Exercise task. Display every line in the rows below that contains the word "green", copying each line in full.

__________

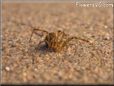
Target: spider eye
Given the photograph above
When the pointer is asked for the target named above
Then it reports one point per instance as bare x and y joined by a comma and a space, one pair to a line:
59, 31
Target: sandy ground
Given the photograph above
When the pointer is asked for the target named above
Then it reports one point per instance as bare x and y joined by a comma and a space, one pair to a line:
85, 64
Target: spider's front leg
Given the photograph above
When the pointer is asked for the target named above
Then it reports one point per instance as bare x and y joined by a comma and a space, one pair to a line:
78, 38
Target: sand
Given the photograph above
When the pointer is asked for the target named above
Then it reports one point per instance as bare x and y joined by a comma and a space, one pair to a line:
81, 63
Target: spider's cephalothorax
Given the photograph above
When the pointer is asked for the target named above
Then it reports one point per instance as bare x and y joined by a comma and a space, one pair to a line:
56, 41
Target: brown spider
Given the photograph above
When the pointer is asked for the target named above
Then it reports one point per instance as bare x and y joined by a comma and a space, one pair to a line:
55, 41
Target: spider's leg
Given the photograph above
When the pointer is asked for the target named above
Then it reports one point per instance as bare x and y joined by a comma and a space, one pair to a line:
40, 42
71, 38
34, 31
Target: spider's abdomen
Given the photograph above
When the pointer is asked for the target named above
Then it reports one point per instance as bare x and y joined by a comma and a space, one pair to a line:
56, 41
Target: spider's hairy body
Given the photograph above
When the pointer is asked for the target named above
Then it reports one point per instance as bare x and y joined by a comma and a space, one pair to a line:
56, 41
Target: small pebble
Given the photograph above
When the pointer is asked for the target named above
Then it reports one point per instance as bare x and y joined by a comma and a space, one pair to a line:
7, 69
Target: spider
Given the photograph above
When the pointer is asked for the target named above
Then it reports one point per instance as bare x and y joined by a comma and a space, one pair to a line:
55, 41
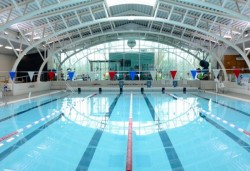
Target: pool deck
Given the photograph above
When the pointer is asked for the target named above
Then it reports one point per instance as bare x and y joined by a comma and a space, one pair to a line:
12, 99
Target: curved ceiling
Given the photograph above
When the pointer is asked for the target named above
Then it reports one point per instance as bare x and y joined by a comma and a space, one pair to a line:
53, 24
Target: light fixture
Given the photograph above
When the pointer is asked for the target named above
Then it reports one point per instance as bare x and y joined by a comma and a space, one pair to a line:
37, 37
228, 37
122, 2
8, 47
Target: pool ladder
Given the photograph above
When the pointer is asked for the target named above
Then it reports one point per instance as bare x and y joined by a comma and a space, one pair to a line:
69, 87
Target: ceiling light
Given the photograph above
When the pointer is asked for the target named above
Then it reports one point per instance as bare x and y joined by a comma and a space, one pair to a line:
37, 37
228, 37
8, 47
122, 2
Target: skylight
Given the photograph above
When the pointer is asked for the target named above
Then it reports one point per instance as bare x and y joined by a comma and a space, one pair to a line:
121, 2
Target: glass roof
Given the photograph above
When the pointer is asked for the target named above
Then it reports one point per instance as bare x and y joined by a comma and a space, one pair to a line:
121, 2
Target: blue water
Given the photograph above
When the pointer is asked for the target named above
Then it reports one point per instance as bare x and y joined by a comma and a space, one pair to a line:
90, 133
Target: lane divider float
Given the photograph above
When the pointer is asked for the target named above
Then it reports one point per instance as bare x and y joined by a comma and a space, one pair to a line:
130, 130
216, 117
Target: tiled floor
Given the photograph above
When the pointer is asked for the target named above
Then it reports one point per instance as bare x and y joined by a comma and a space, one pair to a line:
12, 99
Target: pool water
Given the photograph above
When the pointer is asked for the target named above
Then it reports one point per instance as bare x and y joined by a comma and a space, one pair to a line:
89, 131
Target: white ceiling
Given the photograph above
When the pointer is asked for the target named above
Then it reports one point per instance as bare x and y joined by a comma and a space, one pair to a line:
68, 23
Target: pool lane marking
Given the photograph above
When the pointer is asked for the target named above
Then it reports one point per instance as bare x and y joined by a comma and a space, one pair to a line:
129, 161
112, 106
173, 158
91, 148
217, 118
34, 107
227, 123
240, 111
17, 132
150, 107
22, 141
239, 141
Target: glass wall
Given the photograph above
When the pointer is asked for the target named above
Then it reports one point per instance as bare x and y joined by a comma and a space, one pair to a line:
124, 56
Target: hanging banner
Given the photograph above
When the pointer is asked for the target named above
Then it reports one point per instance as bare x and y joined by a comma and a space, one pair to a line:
71, 75
153, 74
51, 75
112, 75
12, 75
139, 75
31, 74
173, 73
193, 72
216, 72
236, 72
132, 74
92, 76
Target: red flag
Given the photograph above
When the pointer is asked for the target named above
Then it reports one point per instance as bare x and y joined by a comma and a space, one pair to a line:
236, 72
173, 73
112, 75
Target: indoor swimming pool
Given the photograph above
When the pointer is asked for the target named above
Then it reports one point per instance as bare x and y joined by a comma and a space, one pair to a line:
113, 131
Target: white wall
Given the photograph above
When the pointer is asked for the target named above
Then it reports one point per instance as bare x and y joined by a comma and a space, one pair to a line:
25, 88
6, 63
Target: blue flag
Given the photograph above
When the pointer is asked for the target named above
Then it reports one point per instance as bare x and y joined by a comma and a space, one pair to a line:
12, 75
193, 72
71, 75
132, 74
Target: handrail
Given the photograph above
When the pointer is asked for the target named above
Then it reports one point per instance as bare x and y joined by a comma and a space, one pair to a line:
69, 87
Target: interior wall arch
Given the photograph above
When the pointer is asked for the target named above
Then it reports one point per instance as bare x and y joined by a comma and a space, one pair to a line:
135, 18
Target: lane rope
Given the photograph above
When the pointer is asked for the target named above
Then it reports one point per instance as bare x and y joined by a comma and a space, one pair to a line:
247, 133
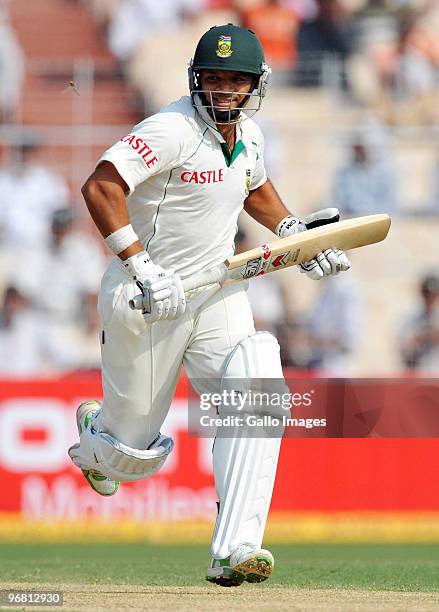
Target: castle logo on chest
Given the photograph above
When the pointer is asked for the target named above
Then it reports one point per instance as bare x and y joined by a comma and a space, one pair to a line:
203, 176
142, 148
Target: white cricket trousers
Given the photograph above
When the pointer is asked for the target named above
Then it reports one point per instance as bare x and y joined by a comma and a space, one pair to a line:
141, 363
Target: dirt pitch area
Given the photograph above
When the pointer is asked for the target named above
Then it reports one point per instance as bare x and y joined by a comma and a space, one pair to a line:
215, 599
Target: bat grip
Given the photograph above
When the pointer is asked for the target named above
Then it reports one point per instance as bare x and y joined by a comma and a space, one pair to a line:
217, 274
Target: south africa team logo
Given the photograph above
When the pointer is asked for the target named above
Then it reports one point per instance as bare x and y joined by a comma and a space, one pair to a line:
224, 46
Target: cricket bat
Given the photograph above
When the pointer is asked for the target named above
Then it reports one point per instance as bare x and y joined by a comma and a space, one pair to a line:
294, 250
291, 251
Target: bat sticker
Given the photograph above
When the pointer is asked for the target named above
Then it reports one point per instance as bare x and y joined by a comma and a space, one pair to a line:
252, 267
280, 260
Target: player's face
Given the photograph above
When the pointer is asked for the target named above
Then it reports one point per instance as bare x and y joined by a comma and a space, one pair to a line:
226, 88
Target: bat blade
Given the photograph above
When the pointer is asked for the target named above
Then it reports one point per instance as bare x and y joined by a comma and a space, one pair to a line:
294, 250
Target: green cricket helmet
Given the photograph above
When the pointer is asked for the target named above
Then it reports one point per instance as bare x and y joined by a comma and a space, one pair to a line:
229, 47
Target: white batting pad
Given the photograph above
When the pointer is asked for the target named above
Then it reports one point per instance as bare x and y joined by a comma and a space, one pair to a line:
245, 465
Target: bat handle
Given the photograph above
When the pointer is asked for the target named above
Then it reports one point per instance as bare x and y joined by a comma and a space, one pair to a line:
218, 274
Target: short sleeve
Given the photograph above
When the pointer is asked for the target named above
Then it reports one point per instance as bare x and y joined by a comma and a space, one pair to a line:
259, 175
154, 146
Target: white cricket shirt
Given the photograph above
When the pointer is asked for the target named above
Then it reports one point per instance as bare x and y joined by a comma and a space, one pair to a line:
186, 192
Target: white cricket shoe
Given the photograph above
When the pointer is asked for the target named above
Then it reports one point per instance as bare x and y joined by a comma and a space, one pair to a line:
98, 482
245, 564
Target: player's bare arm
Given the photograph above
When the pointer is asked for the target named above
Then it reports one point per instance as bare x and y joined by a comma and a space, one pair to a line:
265, 206
104, 193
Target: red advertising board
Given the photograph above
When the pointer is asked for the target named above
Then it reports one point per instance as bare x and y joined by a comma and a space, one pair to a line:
37, 425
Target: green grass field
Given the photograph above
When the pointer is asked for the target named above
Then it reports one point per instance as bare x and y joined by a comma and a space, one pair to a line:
174, 575
368, 566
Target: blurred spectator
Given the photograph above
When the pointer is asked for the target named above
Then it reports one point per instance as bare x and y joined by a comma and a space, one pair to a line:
434, 207
57, 279
265, 296
134, 19
20, 349
29, 193
276, 24
411, 68
329, 34
367, 183
333, 327
419, 336
11, 68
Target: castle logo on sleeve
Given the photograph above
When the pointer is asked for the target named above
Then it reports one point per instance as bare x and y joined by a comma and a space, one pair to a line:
143, 149
224, 46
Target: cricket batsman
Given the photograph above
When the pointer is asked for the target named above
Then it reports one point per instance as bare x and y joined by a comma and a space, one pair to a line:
166, 199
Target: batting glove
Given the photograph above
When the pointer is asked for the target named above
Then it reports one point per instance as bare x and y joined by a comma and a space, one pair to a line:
162, 295
327, 263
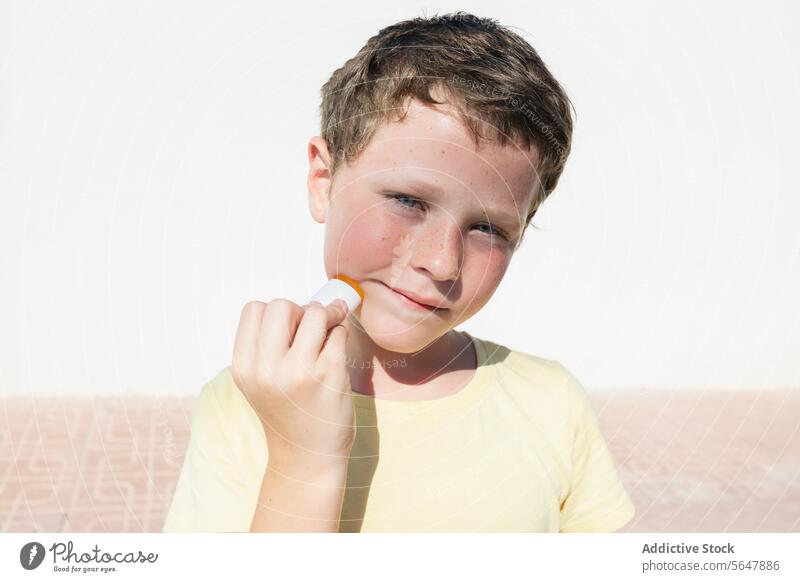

__________

Output of the task.
Target: green cricket helmet
Target: green grass field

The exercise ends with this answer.